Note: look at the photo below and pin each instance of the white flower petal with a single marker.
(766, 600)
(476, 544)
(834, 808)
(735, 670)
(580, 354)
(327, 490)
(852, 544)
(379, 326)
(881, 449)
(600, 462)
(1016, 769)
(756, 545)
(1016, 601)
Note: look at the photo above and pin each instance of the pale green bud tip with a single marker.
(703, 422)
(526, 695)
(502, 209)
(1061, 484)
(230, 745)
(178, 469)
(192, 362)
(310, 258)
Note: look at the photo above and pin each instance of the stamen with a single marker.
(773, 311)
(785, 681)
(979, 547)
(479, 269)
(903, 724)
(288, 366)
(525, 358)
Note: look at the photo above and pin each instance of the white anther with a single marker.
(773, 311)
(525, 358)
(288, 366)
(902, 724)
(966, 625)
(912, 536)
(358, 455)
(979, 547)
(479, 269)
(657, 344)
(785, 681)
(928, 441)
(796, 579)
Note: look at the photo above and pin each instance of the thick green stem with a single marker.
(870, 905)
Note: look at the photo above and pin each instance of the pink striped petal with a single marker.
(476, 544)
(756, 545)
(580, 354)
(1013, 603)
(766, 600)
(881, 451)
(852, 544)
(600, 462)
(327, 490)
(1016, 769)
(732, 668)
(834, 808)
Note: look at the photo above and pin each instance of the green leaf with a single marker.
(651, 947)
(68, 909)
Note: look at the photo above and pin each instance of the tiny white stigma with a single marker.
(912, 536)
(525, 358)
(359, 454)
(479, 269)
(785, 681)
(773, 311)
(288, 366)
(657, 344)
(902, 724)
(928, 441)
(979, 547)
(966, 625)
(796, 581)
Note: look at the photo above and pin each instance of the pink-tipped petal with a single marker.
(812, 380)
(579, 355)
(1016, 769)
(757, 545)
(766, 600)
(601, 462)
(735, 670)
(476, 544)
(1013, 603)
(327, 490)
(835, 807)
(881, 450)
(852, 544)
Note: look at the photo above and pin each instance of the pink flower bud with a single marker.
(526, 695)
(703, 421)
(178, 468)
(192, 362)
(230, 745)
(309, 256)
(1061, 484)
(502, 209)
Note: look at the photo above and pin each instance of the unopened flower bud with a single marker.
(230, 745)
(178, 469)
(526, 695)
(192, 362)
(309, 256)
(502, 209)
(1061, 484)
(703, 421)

* * *

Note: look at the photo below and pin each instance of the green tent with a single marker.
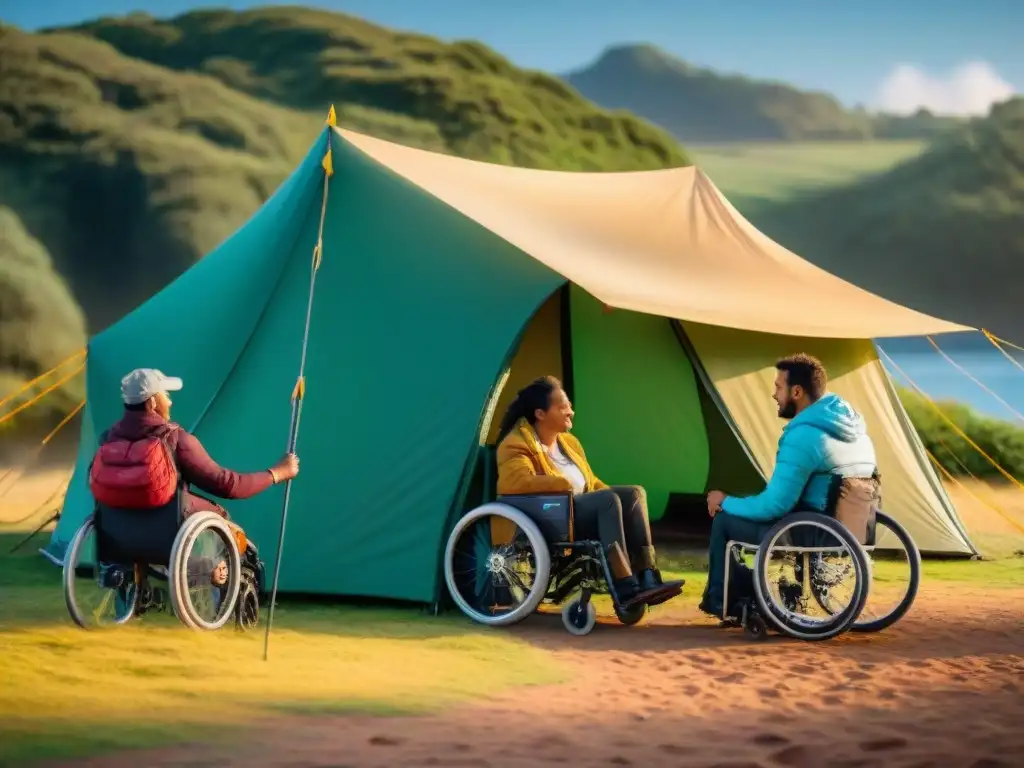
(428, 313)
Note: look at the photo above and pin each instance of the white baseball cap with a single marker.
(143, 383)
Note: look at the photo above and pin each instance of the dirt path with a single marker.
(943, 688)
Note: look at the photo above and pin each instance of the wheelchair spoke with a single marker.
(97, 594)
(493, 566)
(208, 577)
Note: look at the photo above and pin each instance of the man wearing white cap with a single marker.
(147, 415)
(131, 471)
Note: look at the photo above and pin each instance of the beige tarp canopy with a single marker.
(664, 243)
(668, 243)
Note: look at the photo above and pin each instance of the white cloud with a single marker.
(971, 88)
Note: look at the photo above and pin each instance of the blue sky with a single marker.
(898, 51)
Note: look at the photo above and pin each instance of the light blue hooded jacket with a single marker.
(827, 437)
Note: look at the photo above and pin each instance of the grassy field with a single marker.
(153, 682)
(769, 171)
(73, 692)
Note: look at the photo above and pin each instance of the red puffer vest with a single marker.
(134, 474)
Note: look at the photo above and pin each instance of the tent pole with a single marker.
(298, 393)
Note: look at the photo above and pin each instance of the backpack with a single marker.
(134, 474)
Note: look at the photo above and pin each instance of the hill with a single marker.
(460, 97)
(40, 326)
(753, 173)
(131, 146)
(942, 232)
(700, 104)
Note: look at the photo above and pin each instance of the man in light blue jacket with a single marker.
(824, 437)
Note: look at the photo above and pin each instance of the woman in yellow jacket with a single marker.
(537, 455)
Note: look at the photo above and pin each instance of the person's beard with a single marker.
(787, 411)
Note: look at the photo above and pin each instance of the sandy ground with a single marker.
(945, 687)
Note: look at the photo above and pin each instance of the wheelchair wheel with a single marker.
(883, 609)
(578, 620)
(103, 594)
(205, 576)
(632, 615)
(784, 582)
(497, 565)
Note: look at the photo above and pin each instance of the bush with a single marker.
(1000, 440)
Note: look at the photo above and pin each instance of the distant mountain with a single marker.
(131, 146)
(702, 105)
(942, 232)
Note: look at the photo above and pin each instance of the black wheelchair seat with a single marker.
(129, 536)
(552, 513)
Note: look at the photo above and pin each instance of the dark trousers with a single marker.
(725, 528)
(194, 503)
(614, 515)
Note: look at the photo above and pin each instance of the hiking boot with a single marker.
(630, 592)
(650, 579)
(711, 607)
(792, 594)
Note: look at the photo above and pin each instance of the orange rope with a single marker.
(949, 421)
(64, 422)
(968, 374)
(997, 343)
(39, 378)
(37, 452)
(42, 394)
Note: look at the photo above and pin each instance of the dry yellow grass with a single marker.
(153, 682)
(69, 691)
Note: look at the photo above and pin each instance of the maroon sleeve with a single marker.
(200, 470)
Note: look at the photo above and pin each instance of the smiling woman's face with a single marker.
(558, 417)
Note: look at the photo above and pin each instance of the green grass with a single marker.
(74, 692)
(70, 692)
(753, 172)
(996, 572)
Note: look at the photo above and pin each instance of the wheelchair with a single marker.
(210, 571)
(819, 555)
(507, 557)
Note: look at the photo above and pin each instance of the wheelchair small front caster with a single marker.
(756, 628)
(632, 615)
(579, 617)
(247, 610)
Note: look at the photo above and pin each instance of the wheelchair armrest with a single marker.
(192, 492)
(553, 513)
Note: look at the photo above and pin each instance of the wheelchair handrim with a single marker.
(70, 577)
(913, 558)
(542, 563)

* * *

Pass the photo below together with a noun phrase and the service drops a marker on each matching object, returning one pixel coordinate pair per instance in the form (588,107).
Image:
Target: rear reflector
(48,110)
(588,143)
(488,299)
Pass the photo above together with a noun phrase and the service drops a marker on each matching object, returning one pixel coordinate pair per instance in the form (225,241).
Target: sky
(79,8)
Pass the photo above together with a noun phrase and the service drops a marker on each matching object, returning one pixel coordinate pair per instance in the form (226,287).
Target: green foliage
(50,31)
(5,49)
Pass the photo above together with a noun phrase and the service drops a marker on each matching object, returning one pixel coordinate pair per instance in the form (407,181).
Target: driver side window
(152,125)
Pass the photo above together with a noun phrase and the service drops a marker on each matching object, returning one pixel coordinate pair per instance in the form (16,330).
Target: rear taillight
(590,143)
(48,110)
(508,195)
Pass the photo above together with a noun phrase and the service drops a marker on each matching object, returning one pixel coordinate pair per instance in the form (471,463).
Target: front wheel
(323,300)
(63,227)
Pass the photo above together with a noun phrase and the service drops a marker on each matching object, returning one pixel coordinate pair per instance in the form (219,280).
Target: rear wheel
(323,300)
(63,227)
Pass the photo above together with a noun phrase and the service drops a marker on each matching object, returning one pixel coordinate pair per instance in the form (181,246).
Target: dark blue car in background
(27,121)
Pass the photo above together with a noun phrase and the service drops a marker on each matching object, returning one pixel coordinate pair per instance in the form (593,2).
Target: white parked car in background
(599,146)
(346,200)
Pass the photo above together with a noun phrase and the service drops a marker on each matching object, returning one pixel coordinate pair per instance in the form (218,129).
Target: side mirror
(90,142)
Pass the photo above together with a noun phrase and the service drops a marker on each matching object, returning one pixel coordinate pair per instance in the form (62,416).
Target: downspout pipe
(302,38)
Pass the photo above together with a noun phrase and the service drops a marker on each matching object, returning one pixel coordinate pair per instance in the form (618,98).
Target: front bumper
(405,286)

Assigned task: For each line above that contains the word "service", make a copy.

Your solution:
Pass the photo below together with a noun phrase and the service drops a marker on each matching object, returning one pixel coordinate pair per instance in the form (588,107).
Pass the photo above together with a noun phrase and the service drops a marker on each matching object, returning one pixel coordinate pair per instance in the form (225,241).
Pass the photo above together with a noun phrase and the service drops a marker on each matching object, returning one pixel coordinate pair per instance in the form (226,287).
Pass the photo above together with a noun phrase and the service drops a marker on each matching object, returning one pixel coordinate pair per instance in the form (407,181).
Pass the photo above together with a noun phrase and the service drops a marker on each matching object, returning one pixel coordinate pair per instance in the form (16,330).
Pass the photo above together with a noun phrase and the service drops a marker on each matching object, returning one pixel coordinate pair per instance in the form (471,463).
Pass the photo above together with a noun phrase and the service drops a marker on each matching object, returning one pixel coordinate pair per instance in the form (219,280).
Pass the photo above together with a noun phrase and the service drops a marker on each matching object, returning one pixel coordinate pair per instance in the form (181,246).
Pass the photo above together with a noun phrase and the service drops a marker on each matching object, returning one pixel coordinate pair per instance in the form (593,2).
Pass the photo above together with a noun phrase and the service drops a marker on each matching object, returning one pixel coordinate pair per instance in the form (218,129).
Pass the photo above together with a noun phrase and the service drops a marker on each matching object, returning one pixel coordinate pair per instance in the form (62,416).
Pass the photo above together with a noun phrase and the service drops a marker on each matching object, returning one pixel coordinate pair per instance in the form (618,98).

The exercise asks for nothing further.